→ TEXT SEGMENT:
- - -
Hollywood Creative Accounting, or, How to Hide a Hit and Still Profit From It
From Batsuits to Lawsuits, Hollywood Studios have a long history of hiding profits to claim that enormous hits were actually flops. How do they do this, and why?
Without adjusting for inflation, the Harry Potter series of movies is the highest grossing film franchise of all time. In fact, Harry Potter and the Deathly Hallows – Part 2 (2011) is the highest grossing Warner Bros. movie ever made.
So… what if I told you that the Harry Potter franchise was actually a financial flop?
Well you’d probably call me a liar or, at least, point out how ridiculously wrong I am because, let’s face it, that claim is obviously ridiculous.
Let’s take a look at the fifth film alone (so as not to skew our results with Warner Bros.'s hugest success). Harry Potter and the Order of the Phoenix (2007) reportedly cost $150 million to make and that investment proved to be sound because the film pulled in almost $940 million at the box office. That is obviously a hit by anyone’s standards, but anyone with knowledge of the behind-the-scenes costs of films knows that Warner didn’t simply laugh all the way to the bank with $790 million in profit. After all, you have advertising and publicity dollars, prints, dubbing into other languages, shipping of prints, subtitles, distribution fees and...
Wait just a cotton pickin’ second here. “Distribution Fees”? But Warner Bros. distributed the film. Who the hell are they paying that to?
- - -
→ GIVEN MATERIAL:
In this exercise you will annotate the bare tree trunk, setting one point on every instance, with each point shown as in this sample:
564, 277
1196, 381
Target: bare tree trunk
- - -
Rewrite the part of the Hollywood accounting text between "So… what if" and "is obviously ridiculous.", inclusive, replacing "liar" with "fool".

→ SOLUTION TO THIS PROBLEM:
So… what if I told you that the Harry Potter franchise was actually a financial flop?
Well you’d probably call me a fool or, at least, point out how ridiculously wrong I am because, let’s face it, that claim is obviously ridiculous.